→ Gösterilen metin:
_____

Mehmet Güven Özer / Doğruhaber

Avrupa ülkelerinin sanayileşme hareketlerini tamamlayıp, tarihin sayfalarında modern bir çehre ile görünmeleri, onların barbarlıklarından hiçbir şey kaybettirmedi. Çünkü girdikleri her beldedeki insanları kıyımdan geçiren, hayvanları telef eden, ekinleri bozan, namusları kirleten bu sarı saçlı, mavi gözlü ırkı barbar diye tanımlamaktan başka bir çare yoktur. Günümüzdeki uygulamalarına da bakıldığında barbarlıktan bir milim şaşmadıkları kabul edilecektir.

SÖMÜRGECİLİK

Avrupalıların akıllarından geçirdikleri yegâne gerçeklik kendi çıkarlarıdır. Onlar açısından çıkarlarını temin etmek için her yol meşrudur. Böyle bir durum söz konusu olunca, öldürdükleri her bir Müslümanın bir sivrisinek kadar değeri yoktur. Çünkü ölen bu Müslümanların kanı üzerinden, kendi memleketlerindeki sarı saçlı, mavi gözlü ırkdaşlarının rahatı sağlanmış olacaktır.
19. yüzyılın sonları ile 20. yüzyıl, sömürgeciliğin tarihi açısından önem atfeden bir zaman dilimidir. Sanayi devrimi sonrası Avrupalılar hammadde, enerji ve yeni pazar arayışlarına girdiler. Aradıkları enerji Müslüman beldelerde mevcuttu. Ayrıca aynı beldeler kendileri için yeni pazar yerleri olma özellikleri de taşıyordu. Kısacası bizden aşırdıkları hammadde ve enerji sayesinde fabrikaları işleyecek, üretilen mamullerini bize satacak, böylece kalkınmış ve müreffeh bir Avrupa’da yaşam kalitesi artmış olarak yaşayacaklardı. İngiltere, Fransa, İtalya, Almanya, Rusya gibi ülkeler, nispeten zayıf olan Osmanlı Devletini oluşturan Müslüman ahalinin yaşadığı coğrafyalara, fötr şapkalarının altında sakladıkları mavi gözlerini dikmişlerdi.

İTALYA’NIN TRABLUSGARP’I İŞGALİ VE SENÛSÎ HAREKET

Ancak dünya üzerindeki paylaşım yapılmış, İtalya sömürgecilik işine sonradan dâhil olmuştu. İtalya, İslam beldelerinden Afrika’nın kuzeyini gözüne kestirmişti. Burası Osmanlı’nın kuzey Afrika’daki son toprakları olan Trablusgarp vilayeti ile Bingazi sancağıydı. Bu şekilde günümüz Libya’sını ele geçirmek için, Avrupa devletleriyle oturup, konuştular. Zaten bu sıralarda İngiltere Mısır’da, Avusturya Bosna Hersek’te, Almanya Akdeniz’de, Fransa Tunus’ta, Rusya Boğazlarda menfaatleri peşinde dolanıyorlardı. Bütün bunlar olup biterken İtalya’nın payına da Libya düşmüştü.

_____

→ Yapılacaklar:
(1) Gösterilen metne göre Trablusgarp vilayeti ile Bingazi sancağı Osmanlı için neydi?
(2) Gösterilen metnin "Mehmet Güven Özer" sözleriyle açılıp "rahatı sağlanmış olacaktır." ile kapanan kısmını, "sivrisinek" yerine "karınca" koyarak değiştir ve yeniden yaz.

→ Mevcut veriler:
_____

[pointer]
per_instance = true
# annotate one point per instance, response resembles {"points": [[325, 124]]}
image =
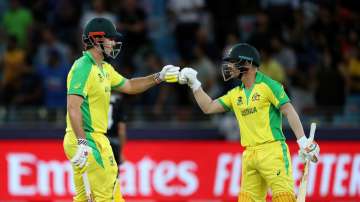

_____

→ Verilen yanıtlar:
(1) Osmanlı'nın kuzey Afrika'daki son topraklarıydı.

(2)
Mehmet Güven Özer / Doğruhaber

Avrupa ülkelerinin sanayileşme hareketlerini tamamlayıp, tarihin sayfalarında modern bir çehre ile görünmeleri, onların barbarlıklarından hiçbir şey kaybettirmedi. Çünkü girdikleri her beldedeki insanları kıyımdan geçiren, hayvanları telef eden, ekinleri bozan, namusları kirleten bu sarı saçlı, mavi gözlü ırkı barbar diye tanımlamaktan başka bir çare yoktur. Günümüzdeki uygulamalarına da bakıldığında barbarlıktan bir milim şaşmadıkları kabul edilecektir.

SÖMÜRGECİLİK

Avrupalıların akıllarından geçirdikleri yegâne gerçeklik kendi çıkarlarıdır. Onlar açısından çıkarlarını temin etmek için her yol meşrudur. Böyle bir durum söz konusu olunca, öldürdükleri her bir Müslümanın bir karınca kadar değeri yoktur. Çünkü ölen bu Müslümanların kanı üzerinden, kendi memleketlerindeki sarı saçlı, mavi gözlü ırkdaşlarının rahatı sağlanmış olacaktır.